**Text shown:**
Lucy Normile: on the mark with Royal Regent
Lucy Normile: has enjoyed a 20-year training career but is no longer able to make it payCredit: John Grossick (racingpost.com/photos)

Lucy Normile has given up training and expressed fears the Covid-19 pandemic will force others to hand in their licences.

And her worries were echoed by National Trainers Federation chief executive Rupert Arnold, although he pointed to the resilience of those in the profession.

Normile, who is based in Perthshire and enjoyed her biggest win with Vandas Choice in a valuable handicap hurdle at Down Royal in 2003, has trained for 20 years but is no longer able to make it pay in the wake of the coronavirus outbreak.

"You'd have to put Covid-19 as the real factor," she said. "I haven't got enough horses to keep going and we then had to turn a lot of the summer jumpers out when we didn't know what was happening. I've had a couple of owners who have been hit hard.

"We're the last on the line of places to spend money – people don't have to have racehorses but they have to feed and clothe their family. It's my business but it's everyone else's hobby and in this current economic disaster we're bottom of the chain."

'It's never been a profitable business'

Normile, 48, had her final runner when Granite City Doc finished second at Newcastle last Saturday and reflected: "It's horrible. It's been my life for as long as I can remember, through the good times and the bad times, but I've got to the stage where I've just got to think of my kids and my partner and work out what's best for all of us.

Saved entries
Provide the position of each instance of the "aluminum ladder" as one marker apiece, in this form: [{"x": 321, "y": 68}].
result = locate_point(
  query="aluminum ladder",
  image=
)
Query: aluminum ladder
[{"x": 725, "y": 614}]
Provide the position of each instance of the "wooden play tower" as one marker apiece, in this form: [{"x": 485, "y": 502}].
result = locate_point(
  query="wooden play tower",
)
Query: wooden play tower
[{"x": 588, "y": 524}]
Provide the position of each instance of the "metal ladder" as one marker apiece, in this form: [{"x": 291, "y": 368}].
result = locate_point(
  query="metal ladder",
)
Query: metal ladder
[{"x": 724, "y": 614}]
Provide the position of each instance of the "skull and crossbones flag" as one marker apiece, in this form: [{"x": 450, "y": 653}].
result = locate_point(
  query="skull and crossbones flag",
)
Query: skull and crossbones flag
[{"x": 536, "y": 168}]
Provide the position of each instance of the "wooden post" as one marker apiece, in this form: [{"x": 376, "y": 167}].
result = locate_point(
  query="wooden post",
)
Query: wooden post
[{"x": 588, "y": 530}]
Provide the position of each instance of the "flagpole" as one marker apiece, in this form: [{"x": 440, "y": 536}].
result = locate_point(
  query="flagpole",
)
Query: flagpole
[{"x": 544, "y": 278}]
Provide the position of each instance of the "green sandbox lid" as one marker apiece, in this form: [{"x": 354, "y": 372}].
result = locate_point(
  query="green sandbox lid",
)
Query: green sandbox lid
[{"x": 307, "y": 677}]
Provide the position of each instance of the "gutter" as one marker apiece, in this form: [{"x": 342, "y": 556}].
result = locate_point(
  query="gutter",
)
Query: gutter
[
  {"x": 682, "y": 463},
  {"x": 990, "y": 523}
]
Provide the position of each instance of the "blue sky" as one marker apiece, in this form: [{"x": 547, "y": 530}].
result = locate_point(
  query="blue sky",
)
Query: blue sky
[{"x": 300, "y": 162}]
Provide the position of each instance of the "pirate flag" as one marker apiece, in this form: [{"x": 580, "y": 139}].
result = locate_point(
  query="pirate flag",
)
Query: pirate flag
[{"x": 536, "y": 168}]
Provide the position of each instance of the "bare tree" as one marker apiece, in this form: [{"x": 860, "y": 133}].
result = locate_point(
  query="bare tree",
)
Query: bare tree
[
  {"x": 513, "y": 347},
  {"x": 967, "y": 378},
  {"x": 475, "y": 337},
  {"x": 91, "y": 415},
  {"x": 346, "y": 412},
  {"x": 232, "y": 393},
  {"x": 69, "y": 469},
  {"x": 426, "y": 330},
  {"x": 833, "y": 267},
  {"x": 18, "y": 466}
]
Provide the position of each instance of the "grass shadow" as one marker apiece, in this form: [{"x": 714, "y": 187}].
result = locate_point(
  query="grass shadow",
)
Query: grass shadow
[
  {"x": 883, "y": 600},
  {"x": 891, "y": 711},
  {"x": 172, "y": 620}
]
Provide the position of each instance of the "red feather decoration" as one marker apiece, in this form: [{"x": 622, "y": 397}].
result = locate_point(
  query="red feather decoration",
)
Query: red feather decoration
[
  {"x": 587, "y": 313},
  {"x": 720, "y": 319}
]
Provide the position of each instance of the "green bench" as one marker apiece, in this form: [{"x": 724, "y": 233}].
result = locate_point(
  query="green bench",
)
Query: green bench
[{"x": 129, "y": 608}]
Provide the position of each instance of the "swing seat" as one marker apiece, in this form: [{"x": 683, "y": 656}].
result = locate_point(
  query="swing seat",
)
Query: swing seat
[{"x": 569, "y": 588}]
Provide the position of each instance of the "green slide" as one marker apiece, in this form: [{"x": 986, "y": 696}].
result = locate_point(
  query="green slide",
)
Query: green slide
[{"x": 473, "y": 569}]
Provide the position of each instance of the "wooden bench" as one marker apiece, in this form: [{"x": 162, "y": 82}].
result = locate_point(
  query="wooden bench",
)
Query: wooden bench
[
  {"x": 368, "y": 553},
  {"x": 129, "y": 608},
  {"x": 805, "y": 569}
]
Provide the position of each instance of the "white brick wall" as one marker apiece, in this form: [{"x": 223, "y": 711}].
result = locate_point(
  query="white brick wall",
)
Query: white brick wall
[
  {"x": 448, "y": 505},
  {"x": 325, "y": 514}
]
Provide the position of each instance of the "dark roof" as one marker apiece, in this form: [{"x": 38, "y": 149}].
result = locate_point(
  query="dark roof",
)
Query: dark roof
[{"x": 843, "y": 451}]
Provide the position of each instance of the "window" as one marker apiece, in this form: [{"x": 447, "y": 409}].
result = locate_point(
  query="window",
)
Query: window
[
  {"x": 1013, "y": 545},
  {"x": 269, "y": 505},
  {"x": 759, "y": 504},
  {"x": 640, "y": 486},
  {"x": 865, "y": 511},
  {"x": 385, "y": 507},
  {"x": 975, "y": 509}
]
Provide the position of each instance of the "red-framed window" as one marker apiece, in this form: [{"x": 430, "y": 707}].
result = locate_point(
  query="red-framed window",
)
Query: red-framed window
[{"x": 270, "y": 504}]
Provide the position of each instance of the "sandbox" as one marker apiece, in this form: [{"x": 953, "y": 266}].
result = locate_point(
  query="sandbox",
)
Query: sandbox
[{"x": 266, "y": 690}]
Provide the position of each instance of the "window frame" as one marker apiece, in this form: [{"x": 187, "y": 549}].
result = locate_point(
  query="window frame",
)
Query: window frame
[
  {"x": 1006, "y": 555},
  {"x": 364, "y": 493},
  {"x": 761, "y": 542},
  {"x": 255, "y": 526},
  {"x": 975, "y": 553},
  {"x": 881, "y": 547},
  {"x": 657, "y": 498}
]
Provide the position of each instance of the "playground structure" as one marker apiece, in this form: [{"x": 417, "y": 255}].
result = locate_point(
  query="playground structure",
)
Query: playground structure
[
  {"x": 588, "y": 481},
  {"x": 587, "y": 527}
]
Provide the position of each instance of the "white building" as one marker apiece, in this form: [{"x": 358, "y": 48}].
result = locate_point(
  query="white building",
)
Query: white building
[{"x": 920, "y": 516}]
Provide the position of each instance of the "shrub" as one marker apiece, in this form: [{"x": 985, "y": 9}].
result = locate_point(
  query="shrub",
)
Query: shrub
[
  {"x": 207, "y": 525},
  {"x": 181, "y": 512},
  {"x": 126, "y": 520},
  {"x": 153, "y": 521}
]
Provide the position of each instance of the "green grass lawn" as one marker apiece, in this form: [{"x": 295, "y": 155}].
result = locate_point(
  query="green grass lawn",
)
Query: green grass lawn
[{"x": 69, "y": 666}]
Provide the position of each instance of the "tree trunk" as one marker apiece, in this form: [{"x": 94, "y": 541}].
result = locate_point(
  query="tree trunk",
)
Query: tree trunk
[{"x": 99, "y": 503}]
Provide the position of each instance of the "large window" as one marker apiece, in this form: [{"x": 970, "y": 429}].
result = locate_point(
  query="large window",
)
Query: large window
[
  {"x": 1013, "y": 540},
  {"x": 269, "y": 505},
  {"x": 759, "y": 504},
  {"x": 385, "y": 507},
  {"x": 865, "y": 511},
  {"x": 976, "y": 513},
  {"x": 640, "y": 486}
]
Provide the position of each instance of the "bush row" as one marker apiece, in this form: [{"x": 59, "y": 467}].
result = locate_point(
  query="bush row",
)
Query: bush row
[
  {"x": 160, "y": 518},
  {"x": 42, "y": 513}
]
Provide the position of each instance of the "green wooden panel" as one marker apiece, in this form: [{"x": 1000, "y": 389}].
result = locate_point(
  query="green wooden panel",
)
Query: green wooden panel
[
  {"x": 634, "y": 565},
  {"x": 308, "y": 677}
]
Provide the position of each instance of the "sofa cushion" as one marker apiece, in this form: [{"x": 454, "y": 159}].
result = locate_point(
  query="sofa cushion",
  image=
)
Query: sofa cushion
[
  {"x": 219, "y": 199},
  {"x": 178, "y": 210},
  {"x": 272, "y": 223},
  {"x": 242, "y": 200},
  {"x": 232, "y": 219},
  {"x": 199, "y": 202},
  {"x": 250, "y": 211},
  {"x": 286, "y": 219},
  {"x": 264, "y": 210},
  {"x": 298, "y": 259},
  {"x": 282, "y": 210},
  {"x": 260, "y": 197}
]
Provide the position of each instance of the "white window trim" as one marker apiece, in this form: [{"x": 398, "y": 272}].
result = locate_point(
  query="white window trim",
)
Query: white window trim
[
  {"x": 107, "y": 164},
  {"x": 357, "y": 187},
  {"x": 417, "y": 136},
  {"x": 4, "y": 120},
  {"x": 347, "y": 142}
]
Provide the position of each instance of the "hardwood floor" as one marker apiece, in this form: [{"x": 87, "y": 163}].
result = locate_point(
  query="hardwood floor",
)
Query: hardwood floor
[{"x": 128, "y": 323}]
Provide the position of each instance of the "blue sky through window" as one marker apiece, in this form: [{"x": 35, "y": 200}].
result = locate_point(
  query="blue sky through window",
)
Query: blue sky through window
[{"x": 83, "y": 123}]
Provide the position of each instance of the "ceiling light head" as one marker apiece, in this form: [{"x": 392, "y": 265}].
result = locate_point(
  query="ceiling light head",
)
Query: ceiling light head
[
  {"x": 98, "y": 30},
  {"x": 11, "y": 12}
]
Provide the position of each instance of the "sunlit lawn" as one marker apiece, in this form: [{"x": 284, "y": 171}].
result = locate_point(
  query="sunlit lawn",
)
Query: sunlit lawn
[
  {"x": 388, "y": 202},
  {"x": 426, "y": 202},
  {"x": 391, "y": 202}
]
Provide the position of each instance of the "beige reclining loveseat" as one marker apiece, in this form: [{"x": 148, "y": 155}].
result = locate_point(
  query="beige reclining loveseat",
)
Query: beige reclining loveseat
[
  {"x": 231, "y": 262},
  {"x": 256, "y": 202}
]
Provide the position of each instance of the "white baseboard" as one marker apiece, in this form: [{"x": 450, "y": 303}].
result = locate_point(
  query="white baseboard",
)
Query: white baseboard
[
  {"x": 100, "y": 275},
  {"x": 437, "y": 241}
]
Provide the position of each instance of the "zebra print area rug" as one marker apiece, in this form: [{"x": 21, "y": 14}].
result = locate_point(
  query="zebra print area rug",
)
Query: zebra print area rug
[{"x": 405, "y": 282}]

**Prompt 1:** In the article on Lucy Normile giving up training, which horse gave her the biggest win of her career?
**Prompt 2:** Please carry the article on Lucy Normile's exit from training forward from its last sentence.

**Response box 1:** Vandas Choice, in a valuable handicap hurdle at Down Royal in 2003.

**Response box 2:**
"I have no idea what I'm going to do now. Maybe something that actually makes me some money! It's probably never been profitable but you keep going and you have some nice horses and some good winners – you don't lose money but you don't make money. It's never been a profitable business but it's kept the wolf from the door and kept us going.

"Small yards do find it hard, there are all the unseen costs. And there is a problem finding staff, that is worldwide, not just in the racing industry – people don't want to be doing the work."


Arguments, tension and a huge team effort: the inside story of racing's return


Normile fears other trainers are likely to follow her lead and said: "A lot of jobs are going to go once the furlough business ceases and a lot of people will say they don't have the money to be spending on having racehorses.

"I hope I'm wrong but it's tough being a smaller trainer at the best of times – and these aren't the best of times. There are people dying or losing family members so there are others in a lot worse state than me but it's pants."

Responding to her views, Arnold said: "Things were difficult for small-scale trainers even before the coronavirus. Racing is even more a numbers game than it was before. Racing stopping for a period and the impact, as Lucy says, on the wider economy and businesses that provide the financial wherewithal for owners to have horses in training, is going to have an effect.

"I guess it would be no surprise if a few found conditions too much in coming months.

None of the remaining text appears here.